### [Work required]
Copy, verbatim, the stretch from the start of the material through the line containing "the photo below.".

### [Contour annotation material]

** START **

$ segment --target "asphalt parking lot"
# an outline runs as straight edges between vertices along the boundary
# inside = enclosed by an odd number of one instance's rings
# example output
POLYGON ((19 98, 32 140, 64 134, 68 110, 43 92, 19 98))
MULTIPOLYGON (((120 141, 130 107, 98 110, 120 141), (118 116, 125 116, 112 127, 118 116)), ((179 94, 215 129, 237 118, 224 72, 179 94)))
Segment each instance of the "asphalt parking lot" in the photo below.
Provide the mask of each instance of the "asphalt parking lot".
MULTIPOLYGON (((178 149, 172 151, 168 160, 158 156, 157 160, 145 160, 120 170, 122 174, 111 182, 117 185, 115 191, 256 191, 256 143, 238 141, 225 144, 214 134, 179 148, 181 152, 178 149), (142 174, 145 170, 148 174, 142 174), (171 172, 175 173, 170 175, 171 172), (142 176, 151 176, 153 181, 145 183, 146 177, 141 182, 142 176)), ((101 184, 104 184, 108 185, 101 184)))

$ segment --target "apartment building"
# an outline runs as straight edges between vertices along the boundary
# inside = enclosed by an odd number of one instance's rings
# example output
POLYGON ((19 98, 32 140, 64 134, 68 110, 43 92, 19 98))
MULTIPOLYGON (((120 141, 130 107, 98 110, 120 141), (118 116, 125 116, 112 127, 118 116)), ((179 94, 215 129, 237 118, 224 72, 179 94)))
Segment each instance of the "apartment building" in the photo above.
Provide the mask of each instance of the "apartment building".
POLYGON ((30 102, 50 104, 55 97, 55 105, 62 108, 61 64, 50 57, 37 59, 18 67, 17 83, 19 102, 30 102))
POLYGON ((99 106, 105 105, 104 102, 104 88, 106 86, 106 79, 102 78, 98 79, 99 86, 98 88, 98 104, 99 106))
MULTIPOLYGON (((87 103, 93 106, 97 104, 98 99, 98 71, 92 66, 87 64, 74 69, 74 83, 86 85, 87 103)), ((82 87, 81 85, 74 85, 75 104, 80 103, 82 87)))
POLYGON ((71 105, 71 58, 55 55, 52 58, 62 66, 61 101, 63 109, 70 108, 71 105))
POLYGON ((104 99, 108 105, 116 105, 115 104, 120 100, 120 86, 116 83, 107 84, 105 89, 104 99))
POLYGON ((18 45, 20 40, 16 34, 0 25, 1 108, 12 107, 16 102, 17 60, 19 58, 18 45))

** END **

### [The result]
$ segment --target "asphalt parking lot"
# an outline runs as straight edges between vertices along the boundary
# inside = enclosed by an odd number of one instance's rings
# example output
POLYGON ((19 98, 32 140, 64 134, 68 110, 43 92, 19 98))
MULTIPOLYGON (((120 141, 130 107, 98 110, 120 141), (118 116, 125 116, 112 127, 118 116)), ((179 94, 215 129, 237 118, 224 72, 179 94)))
Segment each instance of the "asphalt parking lot" in the photo below.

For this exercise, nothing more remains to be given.